● What this exercise asks:
1. In the passage on authorizing CDN retrievals, could you write out everything from "If we allow" down to "storing the content." again, changing "FilCDN" to "the CDN provider"?
2. Answer these questions about the passage on authorizing CDN retrievals:
(a) In the combined approach, what is the condition for a Piece CID other than the wallet having an active PDP storage deal for it?
(b) What drawback of JWT is named?
(c) In the access-token approach, which wallet signs the token?
3. What does the passage on authorizing CDN retrievals say? Sum it up in three sentences.

● Source:
Implement a combination of the on-chain allow-list described above, with a fallback to PDP DataSets. I.e. a PieceCID is authorised for CDN retrieval if any of the following two conditions are met:

  1. The wallet has an active PDP storage deal for that Piece CID.
  1. The Piece CID is in the on-chain allow-list.

Pros:

  • All of the above.
  • The UX for existing users remains unchanged. If you store data on PDP and pay for CDN, CDN retrievals of your Pieces remain authorised.

Cons:

  • The CDN payer has to sign a transaction whenever they want to add or remove Piece CIDs authorised for CDN retrievals.

Access-token-based authorization

Require the retrieval client to obtain an access token signed by the wallet paying for CDN retrievals and supply the token in the retrieval request.

The access token can contain structured data, e.g. a list of Piece CID authorized for retrievals.

Related work:

  • UCAN, used by Storacha
  • JWT - JSON Web Token, used in Web2. Unfortunately, it’s incompatible with Ethereum signatures.

Pros:

  • The design is easy to understand.
  • No blockchain interaction is needed to modify authorization rules.
  • The offline design makes it easy to cache the authorization result.

Cons:

  • Retrievals involve more complexity on the client side, as the client needs to obtain the access token and include it in the retrieval request.
  • Authorization is difficult to revoke. UCAN provides a spec for revoking tokens, but it’s not trivial. Sign-In with Ethereum does not support revocation out of the box, although it’s possible to implement an on-chain registry of revoked tokens.

Elephant in the room: How to route cache-miss requests

If we allow anyone to set up paid CDN retrievals for content stored in any PDP deal, then how do we decide which SP to retrieve the requested piece from?

  • If the CDN payer is not paying for storage:
    • Is it legitimate to expect an SP storing the piece to serve our retrieval request?
    • What if they don’t have enough capacity to do so?
    • What if the storage deal did not include “withCDN” flag - is it okay for somebody else to ask FilCDN to retrieve from the SP on their behalf, i.e. on behalf of somebody who did not pay for the storage deal?

      I suppose this should be okay as long as FilCDN is compensating SP for this retrieval request. However, to be able to do so, there must be a payment rail set up between the wallet paying FilCDN and the SP storing the content.

      • Setting up such payment rails complicate the UX. The user paying for CDN has to setup multiple payment rails, one rail for each SP they are willing to pay for serving cache-miss requests. Each of those payment rails will lock up some amount of funds. Such design is suboptimal IMO. As a user, I don’t want to lock 1 FIL for SP1 and 1 FIL for SP2, I want to lock 2 FIL for all cache-miss retrievals.
      • We would get a better UX if there was a single payment rail from the CDN customer to multiple SPs.
  • If the CDN payer is also paying for storage:
    • The “natural” approach is to request the piece from the SP paid by the CDN payer.
    • However, what if that SP has degraded service at the time of the request, and there are better-performing SPs available to serve the requested piece? Can FilCDN send the cache-miss request to them? How will such SP be compensated?

● Rows:
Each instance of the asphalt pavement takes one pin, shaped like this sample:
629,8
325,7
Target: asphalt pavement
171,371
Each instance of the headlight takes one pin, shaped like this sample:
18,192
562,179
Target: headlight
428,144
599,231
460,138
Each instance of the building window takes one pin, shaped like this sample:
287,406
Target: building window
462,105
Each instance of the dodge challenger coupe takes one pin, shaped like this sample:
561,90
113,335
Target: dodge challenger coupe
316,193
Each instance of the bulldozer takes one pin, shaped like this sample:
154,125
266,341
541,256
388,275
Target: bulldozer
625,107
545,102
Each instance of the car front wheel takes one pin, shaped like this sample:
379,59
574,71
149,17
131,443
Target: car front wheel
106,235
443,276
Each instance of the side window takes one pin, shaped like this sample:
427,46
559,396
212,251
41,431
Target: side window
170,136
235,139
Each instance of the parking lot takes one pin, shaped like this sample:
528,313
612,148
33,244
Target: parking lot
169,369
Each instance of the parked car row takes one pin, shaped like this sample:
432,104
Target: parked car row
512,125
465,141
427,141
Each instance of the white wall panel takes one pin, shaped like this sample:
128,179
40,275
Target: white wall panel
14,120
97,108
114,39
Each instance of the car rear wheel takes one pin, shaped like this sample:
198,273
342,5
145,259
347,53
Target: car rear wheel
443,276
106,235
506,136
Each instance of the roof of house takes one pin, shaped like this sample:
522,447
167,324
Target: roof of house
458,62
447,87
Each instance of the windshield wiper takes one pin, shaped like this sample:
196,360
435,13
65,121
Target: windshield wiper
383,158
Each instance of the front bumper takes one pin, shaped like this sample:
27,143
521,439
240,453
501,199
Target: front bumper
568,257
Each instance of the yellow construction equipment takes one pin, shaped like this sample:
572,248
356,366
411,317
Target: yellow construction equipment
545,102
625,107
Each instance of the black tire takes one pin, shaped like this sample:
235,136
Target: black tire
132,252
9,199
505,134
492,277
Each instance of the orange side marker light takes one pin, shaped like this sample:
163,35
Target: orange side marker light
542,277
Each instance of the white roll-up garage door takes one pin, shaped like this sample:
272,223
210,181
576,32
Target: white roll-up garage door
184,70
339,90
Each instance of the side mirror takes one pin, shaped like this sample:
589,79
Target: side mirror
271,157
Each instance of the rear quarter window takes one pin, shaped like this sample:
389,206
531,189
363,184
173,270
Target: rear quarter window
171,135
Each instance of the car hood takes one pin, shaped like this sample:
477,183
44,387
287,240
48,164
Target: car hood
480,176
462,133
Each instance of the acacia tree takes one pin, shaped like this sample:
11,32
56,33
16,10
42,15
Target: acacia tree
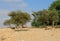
19,18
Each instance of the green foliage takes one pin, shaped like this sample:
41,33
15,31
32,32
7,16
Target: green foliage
18,18
45,17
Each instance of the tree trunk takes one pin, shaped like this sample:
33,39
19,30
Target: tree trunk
53,24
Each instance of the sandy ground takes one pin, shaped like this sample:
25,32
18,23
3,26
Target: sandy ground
33,34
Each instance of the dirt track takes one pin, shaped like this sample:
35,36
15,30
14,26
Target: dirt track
33,34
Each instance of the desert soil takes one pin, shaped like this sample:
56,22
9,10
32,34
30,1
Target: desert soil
33,34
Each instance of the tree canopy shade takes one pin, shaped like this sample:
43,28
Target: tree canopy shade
19,18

● Task results:
1.
If we allow anyone to set up paid CDN retrievals for content stored in any PDP deal, then how do we decide which SP to retrieve the requested piece from?

  • If the CDN payer is not paying for storage:
    • Is it legitimate to expect an SP storing the piece to serve our retrieval request?
    • What if they don’t have enough capacity to do so?
    • What if the storage deal did not include “withCDN” flag - is it okay for somebody else to ask the CDN provider to retrieve from the SP on their behalf, i.e. on behalf of somebody who did not pay for the storage deal?

      I suppose this should be okay as long as the CDN provider is compensating SP for this retrieval request. However, to be able to do so, there must be a payment rail set up between the wallet paying the CDN provider and the SP storing the content.

2.
(a) The Piece CID is in the on-chain allow-list.
(b) It is incompatible with Ethereum signatures.
(c) The wallet paying for CDN retrievals.

3. One option authorizes a Piece CID for CDN retrieval if the wallet has an active PDP storage deal for it or if it is in an on-chain allow-list, which keeps the UX unchanged for existing users but requires the CDN payer to sign a transaction for every change. Another option has the client supply an access token signed by the paying wallet, which is easy to understand and cache and needs no blockchain interaction, but adds client-side complexity and makes revocation difficult. An open question is how to route cache-miss requests, since an SP that is not paid by the CDN payer, or one with degraded service, raises questions of capacity, compensation, and payment rails.